* Problem statement
Print the line containing "Target: blurred background" and every line after it exactly as written, through the end of the records.

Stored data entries
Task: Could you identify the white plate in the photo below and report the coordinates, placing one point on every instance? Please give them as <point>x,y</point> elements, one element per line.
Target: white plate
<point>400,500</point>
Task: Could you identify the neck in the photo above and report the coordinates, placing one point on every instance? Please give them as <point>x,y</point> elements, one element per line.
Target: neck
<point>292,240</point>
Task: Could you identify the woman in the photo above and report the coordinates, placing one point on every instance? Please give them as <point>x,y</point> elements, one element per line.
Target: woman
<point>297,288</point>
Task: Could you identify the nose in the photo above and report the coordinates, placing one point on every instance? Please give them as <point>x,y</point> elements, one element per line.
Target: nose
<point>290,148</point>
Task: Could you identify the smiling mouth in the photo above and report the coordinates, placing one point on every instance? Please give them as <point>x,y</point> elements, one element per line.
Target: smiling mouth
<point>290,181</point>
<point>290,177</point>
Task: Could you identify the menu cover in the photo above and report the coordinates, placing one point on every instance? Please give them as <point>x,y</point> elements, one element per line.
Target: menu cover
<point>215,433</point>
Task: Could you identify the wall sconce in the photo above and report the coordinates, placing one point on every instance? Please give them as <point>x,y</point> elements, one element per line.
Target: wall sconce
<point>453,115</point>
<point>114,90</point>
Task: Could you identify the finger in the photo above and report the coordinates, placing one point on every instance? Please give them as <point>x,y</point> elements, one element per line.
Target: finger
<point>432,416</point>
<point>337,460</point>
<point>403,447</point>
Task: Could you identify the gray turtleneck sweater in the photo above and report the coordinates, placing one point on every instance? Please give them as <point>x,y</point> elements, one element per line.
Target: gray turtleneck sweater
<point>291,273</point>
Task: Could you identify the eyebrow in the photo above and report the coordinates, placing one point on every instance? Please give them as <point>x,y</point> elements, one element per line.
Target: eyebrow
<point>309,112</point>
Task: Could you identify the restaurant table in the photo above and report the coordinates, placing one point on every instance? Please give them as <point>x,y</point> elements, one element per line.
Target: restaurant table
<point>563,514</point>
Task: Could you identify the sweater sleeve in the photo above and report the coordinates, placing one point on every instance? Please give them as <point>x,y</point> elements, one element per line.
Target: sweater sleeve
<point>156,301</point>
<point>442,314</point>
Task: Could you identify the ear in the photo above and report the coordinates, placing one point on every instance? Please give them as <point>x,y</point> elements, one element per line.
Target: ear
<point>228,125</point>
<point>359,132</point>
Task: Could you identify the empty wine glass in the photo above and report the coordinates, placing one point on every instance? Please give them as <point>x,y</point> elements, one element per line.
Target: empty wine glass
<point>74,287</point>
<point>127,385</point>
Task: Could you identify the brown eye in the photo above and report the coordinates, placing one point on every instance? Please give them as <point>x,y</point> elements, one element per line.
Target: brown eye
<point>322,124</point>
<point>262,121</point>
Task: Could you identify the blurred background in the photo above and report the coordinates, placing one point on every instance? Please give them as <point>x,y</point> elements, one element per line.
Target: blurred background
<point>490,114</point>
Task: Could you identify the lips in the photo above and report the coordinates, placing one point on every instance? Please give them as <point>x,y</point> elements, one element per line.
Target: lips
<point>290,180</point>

* Exercise solution
Target: blurred background
<point>490,114</point>
Task: Could you identify the lips in the photo above and report the coordinates, placing one point on every instance? Please give them as <point>x,y</point> elements, one element per line.
Target: lips
<point>290,180</point>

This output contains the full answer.